Virtually nobody is *buying* the AOpen mini clone, or the Dell iMac clone, because virtually nobody really *wants* that stuff enough to pay for, when it comes down to the bucks coming out of the wallet. If style was enough to let you charge 40% more for the same hardware (which is why Dell and AOpen and others create Macalikes, because they think that maybe enough people are going to fork out the money for style to pad their bottom line), then you'd see half a dozen Macalikes at Frys or Best Buy, and you don't.
So don't tell me that making a laptop without a screen is value added over making a desktop PC, because it's not. It's dross.
No one in their right mind is going to claim that a dual core system is "similar" to the 8 core Mac Pro.
I didn't realize Apple was fibbing when they said that all Mac Pros were 8 core at the Apple Store. I believed Apple. Shoot me.
But changing that to 4 cores doesn't change the absurdity of "A similar, Apple-branded computer could cost more than $2,000." They're still implying that a 4 core Mac Pro is "similar" to the $800 Psystar.
Do you think anyone in their right mind is going to "claim that a dual core system is "similar" to the 8 core Mac Pro."? If so, permit me to laugh long and loud.
I think most of us really want the mac mini pro, a mac mini in a mini tower with room for a card or 2 and few full size hard drives.
Even just two 3.5" drive bays and one optical bay, one video-capable PCI-Express slot, and uncompromised USB. I can't even charge my iPod Shuffle off my Mini without an external powered hub because they limited the internal power too much to meet the cooling challenge of that tiny case.
Since the Intel switch, Macs have been reasonably competitive provided you compare like-for-like
Only in the laptop line, and even then there's a 15-20% premium.
Or only if you compare "like for like" by absolutely insisting that the Wintel box have every feature of the Mac, and discount everything that the "like" Wintel box has (once you get done with it) as having no value. Otherwise you're looking at a 40-70% premium.
But what I was objecting to was the implication that Apple was charging a 200% premium for comparable hardware.
Apple would have a hard time creating a budget mini-tower
Where did I suggest that? I've always paid a 40% premium for my Macs, and counted that as the cost of getting an OS that doesn't suck with applications that don't suck. So has everyone else who's bought an Apple desktop, however they justified it to themselves. There's no reason that Apple wouldn't be able to sell a $500 desktop for $800, the way they're selling a $350 desktop for $600 with the Mac mini, or a $700 desktop for $1100 with the iMac. They'd even get away with compromising the functionality to make it sexier, they always have before, so they could keep the long product life cycles and high style in a "Mini pro", for people in the market for a conventional desktop who can't afford to pay $2300 for a quad core fire-breathing monster.

- - - -

#### [TASK ITEM]
According to the text on Mac pricing, why does the Mac mini need an external powered hub to charge an iPod Shuffle? Answer in one to three sentences.

- - - -

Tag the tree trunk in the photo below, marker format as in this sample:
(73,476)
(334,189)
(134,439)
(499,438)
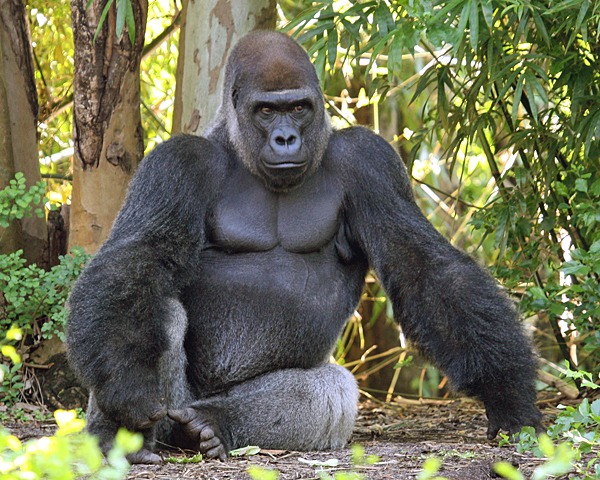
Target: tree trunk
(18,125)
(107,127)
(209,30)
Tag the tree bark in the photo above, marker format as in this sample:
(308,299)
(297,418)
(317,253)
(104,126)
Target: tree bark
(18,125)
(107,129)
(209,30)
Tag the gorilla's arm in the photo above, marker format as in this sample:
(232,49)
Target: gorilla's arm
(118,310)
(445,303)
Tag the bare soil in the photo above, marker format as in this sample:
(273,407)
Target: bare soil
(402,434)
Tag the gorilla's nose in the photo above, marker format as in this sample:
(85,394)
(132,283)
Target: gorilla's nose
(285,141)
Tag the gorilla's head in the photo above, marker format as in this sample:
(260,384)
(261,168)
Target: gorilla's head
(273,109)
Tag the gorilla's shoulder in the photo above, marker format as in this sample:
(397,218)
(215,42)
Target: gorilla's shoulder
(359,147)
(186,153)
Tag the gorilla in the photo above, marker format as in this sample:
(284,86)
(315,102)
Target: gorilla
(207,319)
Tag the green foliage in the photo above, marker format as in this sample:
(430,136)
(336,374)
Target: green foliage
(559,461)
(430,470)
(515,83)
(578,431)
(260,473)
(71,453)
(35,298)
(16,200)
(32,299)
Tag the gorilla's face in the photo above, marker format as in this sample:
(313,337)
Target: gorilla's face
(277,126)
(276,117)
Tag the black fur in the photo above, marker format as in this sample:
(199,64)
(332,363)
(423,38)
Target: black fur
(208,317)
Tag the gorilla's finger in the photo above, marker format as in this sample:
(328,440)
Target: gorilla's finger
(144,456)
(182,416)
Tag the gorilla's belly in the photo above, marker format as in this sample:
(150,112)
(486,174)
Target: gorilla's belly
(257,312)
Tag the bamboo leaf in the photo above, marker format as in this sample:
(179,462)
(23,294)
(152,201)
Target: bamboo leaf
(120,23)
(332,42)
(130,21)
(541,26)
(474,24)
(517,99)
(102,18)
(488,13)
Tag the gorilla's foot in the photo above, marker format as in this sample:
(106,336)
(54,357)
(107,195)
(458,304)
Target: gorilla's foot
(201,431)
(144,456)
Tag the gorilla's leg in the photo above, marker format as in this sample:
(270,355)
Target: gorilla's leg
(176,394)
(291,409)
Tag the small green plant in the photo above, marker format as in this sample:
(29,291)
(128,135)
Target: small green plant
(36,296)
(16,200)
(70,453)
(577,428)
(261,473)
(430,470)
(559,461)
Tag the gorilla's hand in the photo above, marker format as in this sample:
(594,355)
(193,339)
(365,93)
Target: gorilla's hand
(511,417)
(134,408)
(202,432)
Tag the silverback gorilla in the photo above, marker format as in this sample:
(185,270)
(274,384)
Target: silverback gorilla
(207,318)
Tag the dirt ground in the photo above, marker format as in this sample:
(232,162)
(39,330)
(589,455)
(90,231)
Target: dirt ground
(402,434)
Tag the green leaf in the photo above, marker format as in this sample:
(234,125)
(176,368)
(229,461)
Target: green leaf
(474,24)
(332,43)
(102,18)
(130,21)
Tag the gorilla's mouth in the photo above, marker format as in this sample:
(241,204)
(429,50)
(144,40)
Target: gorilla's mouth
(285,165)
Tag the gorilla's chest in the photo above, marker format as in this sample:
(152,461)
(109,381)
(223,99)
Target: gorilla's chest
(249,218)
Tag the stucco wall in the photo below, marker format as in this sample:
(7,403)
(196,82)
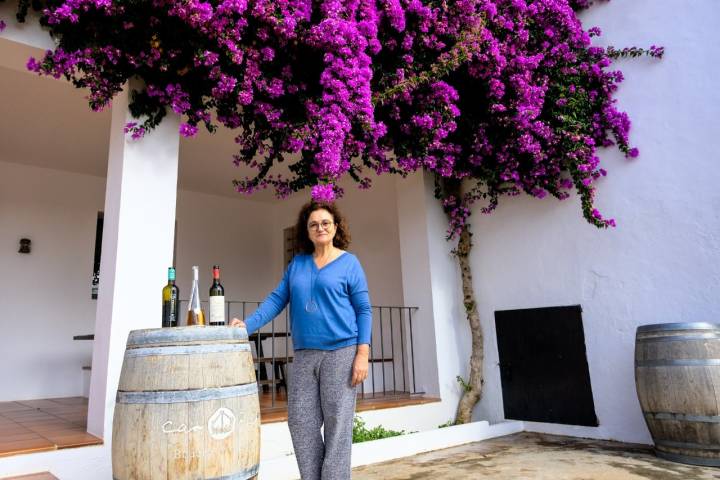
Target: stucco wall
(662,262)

- - - -

#### [RESPONSE BELOW]
Apple limited the Mini's internal power too much in order to meet the cooling challenge of its tiny case.